__What you are asked to do__:
Retype the whole listing exactly.

__Data shown__:
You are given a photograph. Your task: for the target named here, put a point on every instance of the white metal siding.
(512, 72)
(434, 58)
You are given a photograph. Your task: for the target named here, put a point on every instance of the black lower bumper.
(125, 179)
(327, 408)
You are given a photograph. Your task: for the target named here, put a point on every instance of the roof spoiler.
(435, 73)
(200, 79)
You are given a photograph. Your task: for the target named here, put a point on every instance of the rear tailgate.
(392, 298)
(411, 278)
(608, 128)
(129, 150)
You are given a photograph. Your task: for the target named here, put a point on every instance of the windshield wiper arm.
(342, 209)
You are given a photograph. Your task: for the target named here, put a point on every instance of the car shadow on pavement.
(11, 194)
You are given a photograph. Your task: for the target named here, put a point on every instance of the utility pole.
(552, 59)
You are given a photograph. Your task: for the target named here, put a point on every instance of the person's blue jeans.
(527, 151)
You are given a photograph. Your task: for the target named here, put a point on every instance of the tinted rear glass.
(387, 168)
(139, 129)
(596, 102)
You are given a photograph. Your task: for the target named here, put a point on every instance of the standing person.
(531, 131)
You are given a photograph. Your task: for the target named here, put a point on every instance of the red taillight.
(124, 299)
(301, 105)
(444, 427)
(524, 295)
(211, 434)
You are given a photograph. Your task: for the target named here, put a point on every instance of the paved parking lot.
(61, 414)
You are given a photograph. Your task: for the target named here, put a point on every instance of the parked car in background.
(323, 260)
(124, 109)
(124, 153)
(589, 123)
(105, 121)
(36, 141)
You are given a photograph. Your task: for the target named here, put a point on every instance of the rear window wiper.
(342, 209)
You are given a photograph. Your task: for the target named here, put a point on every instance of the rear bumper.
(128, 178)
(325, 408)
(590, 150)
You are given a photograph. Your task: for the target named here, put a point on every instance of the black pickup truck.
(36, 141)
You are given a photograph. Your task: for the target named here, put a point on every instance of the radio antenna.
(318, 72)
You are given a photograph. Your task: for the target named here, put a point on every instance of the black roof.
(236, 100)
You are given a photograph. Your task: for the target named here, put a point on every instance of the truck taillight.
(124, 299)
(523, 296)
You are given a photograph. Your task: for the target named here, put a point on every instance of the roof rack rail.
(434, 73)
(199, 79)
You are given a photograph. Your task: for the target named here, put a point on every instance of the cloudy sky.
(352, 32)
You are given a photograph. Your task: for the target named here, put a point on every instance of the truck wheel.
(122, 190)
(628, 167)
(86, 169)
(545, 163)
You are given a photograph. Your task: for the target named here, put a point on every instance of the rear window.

__Output of the task__:
You are given a photograph. Your task: for the target named here, put a point on every instance of the white metal siding.
(512, 72)
(434, 58)
You are given a photograph. Your task: for the target named here, put a point on every instance of the black lower bumper.
(125, 179)
(327, 408)
You are given a photograph. Your task: for the target named here, put a point on every instance of the roof spoiler.
(435, 73)
(200, 79)
You are given a photograph. Your task: for the target named here, put a point on every instance of the rear tailgate.
(392, 298)
(411, 278)
(608, 128)
(129, 150)
You are given a photograph. Your task: for the target named here, put a point on every instance of the windshield wiper arm.
(342, 209)
You are given a photograph. Your task: for the target named here, put a point on every instance of the car shadow on pavement.
(11, 194)
You are given a photograph. Your task: for the target named here, put a point on every instance of the utility pole.
(552, 59)
You are given a photograph. Your task: for the target named here, put a point on every instance of the person's blue jeans.
(527, 151)
You are given a photograph. Your task: for the target named here, put a point on every instance of the tinted rear glass.
(387, 168)
(139, 129)
(596, 102)
You are given a photograph. Your task: for the target named here, put a point on every instance of the standing person.
(531, 131)
You are given a photograph. Your task: for the target named here, put a point on every instance of the red taillight.
(124, 299)
(301, 105)
(444, 427)
(524, 295)
(211, 434)
You are given a photograph. Your task: for the target named here, put a point on every instance of the paved parking lot.
(61, 414)
You are given a photograph. Your task: for the target named here, put a point on every instance of the parked car in background.
(323, 260)
(124, 109)
(124, 153)
(589, 123)
(105, 121)
(36, 141)
You are given a photograph. Your task: for the target named here, put a point on every instance of the rear window wiper.
(342, 209)
You are given a photograph. Your task: for the target named here, put a point on every instance of the rear bumper.
(128, 178)
(325, 408)
(590, 150)
You are given a photograph. Your task: for the target named here, put a point on every instance of the black pickup truck.
(36, 141)
You are given a photograph. Your task: for the target named here, put a point on every instance of the radio antenna.
(318, 72)
You are given a photograph. Your task: for the target named here, put a point on every instance of the black roof.
(236, 100)
You are given a photograph. Your task: for the target named here, put a point on every instance of the truck taillight.
(124, 299)
(523, 296)
You are given a photograph. Your task: for the target named here, put a point on every instance of the roof rack rail.
(434, 73)
(199, 79)
You are given a photograph. Your task: for the target named here, put a point on every instance of the cloudy sky.
(352, 32)
You are given a photograph. Your task: for the target named here, put a point on every instance of the truck wheel.
(122, 190)
(628, 167)
(86, 169)
(545, 163)
You are given a photograph. Your task: for the target named here, put a point on every instance of the rear window.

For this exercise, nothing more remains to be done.